Raw records
-=-=-
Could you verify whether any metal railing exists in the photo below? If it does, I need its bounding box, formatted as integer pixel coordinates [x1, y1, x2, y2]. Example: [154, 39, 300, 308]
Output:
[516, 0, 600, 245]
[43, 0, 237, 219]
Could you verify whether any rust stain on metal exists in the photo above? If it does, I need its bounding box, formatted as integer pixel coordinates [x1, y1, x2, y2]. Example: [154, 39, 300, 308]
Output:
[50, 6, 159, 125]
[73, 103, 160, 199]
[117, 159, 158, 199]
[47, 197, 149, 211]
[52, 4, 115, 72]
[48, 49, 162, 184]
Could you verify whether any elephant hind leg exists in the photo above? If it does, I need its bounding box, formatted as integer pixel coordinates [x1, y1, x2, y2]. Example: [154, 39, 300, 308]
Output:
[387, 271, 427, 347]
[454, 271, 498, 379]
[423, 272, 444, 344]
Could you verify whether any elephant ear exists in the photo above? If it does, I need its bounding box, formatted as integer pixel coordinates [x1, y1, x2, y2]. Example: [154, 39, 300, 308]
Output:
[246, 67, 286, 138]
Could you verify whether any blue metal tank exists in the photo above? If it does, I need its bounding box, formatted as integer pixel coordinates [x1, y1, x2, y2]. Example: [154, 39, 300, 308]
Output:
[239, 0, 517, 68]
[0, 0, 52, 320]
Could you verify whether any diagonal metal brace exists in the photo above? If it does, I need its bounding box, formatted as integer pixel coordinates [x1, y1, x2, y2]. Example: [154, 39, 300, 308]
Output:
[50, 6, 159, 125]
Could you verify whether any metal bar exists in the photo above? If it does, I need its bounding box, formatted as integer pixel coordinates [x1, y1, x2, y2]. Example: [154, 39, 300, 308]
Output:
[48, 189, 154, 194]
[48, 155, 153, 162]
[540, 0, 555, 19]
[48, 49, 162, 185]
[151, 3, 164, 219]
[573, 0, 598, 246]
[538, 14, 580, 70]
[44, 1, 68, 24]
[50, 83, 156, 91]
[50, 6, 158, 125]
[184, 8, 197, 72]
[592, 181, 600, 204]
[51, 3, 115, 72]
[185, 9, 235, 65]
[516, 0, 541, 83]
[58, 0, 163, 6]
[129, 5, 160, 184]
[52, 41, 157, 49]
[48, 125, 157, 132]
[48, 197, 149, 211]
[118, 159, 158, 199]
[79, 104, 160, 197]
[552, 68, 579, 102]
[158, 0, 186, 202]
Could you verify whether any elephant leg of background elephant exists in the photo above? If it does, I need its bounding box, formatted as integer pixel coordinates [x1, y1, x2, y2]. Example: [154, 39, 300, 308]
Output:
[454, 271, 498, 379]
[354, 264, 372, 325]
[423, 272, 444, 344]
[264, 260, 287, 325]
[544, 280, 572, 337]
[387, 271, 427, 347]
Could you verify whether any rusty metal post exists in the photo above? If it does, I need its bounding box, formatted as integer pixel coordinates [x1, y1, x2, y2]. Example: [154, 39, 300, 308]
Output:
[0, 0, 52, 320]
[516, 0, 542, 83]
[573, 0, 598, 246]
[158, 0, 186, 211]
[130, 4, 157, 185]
-=-=-
Extract every line of the items above and reproduce each one verbatim, in its original order.

Could you verify whether any metal railing exists in the photo below? If it does, I need its bounding box, formatted as integer pixel coordinates [x1, y1, x2, y2]. Example: [154, 39, 300, 308]
Output:
[516, 0, 600, 245]
[43, 0, 237, 219]
Could you verify whether any rust stain on metal exists in the photo above? If it does, I need its bounding box, formatted as integer pixel coordinates [x1, y1, x2, y2]. Example: [154, 39, 300, 308]
Output:
[50, 6, 159, 125]
[73, 103, 160, 199]
[117, 159, 158, 199]
[47, 197, 149, 211]
[52, 4, 115, 72]
[48, 49, 162, 184]
Could you verify whether any elephant hind leg exists in the photo above? If it does, I need its bounding box, formatted as integer pixel coordinates [x1, y1, x2, y2]. Example: [154, 39, 300, 308]
Output:
[387, 271, 427, 347]
[454, 271, 498, 379]
[423, 272, 444, 344]
Could you verify whether any elephant ear exists in the photo above? If it does, I need its bounding box, formatted as integer pixel coordinates [x1, y1, x2, y2]. Example: [154, 39, 300, 308]
Output:
[246, 67, 286, 138]
Could you verify whether any blue metal tank exists in the photo above? If it does, I need its bounding box, formatted as integer pixel coordinates [x1, y1, x2, y2]. Example: [154, 39, 300, 308]
Output:
[239, 0, 517, 68]
[0, 0, 52, 320]
Could you verify whether any diagonal metal brace exists in the photo above? If it does, I need its bounding box, formatted as integer pixel coordinates [x1, y1, x2, y2]. Example: [154, 39, 300, 308]
Output:
[50, 6, 159, 125]
Could you verify whether any metal bar exists in the photo above? If it does, I need its bounding box, formatted as integer pixel coordinates [x1, y1, x2, y2]. Example: [154, 39, 300, 308]
Output:
[48, 189, 154, 194]
[48, 155, 153, 162]
[540, 0, 555, 19]
[48, 49, 162, 185]
[151, 3, 164, 219]
[573, 0, 598, 246]
[538, 14, 580, 70]
[44, 1, 68, 24]
[50, 83, 156, 91]
[50, 6, 158, 125]
[184, 8, 197, 72]
[592, 181, 600, 204]
[51, 3, 115, 72]
[185, 9, 235, 65]
[516, 0, 541, 83]
[58, 0, 163, 6]
[129, 5, 160, 184]
[52, 41, 157, 49]
[48, 125, 157, 132]
[48, 197, 149, 211]
[118, 159, 158, 199]
[79, 104, 160, 197]
[552, 68, 579, 102]
[158, 0, 186, 202]
Could you verify whether any elephant leg of background elephant exists in the photo above? If it does, I need its bounding box, formatted as integer pixel coordinates [x1, y1, x2, y2]. Example: [154, 39, 300, 308]
Output:
[454, 271, 498, 379]
[354, 264, 372, 325]
[423, 272, 444, 344]
[264, 260, 287, 325]
[544, 280, 572, 337]
[387, 271, 427, 347]
Could you verify whether any rusty metal post exists in the photo above? If it does, I need its bounding box, formatted as integer pixel coordinates [x1, y1, x2, y2]. Example: [154, 39, 300, 308]
Output:
[0, 0, 52, 320]
[516, 0, 542, 83]
[573, 0, 598, 246]
[158, 0, 186, 211]
[130, 4, 157, 185]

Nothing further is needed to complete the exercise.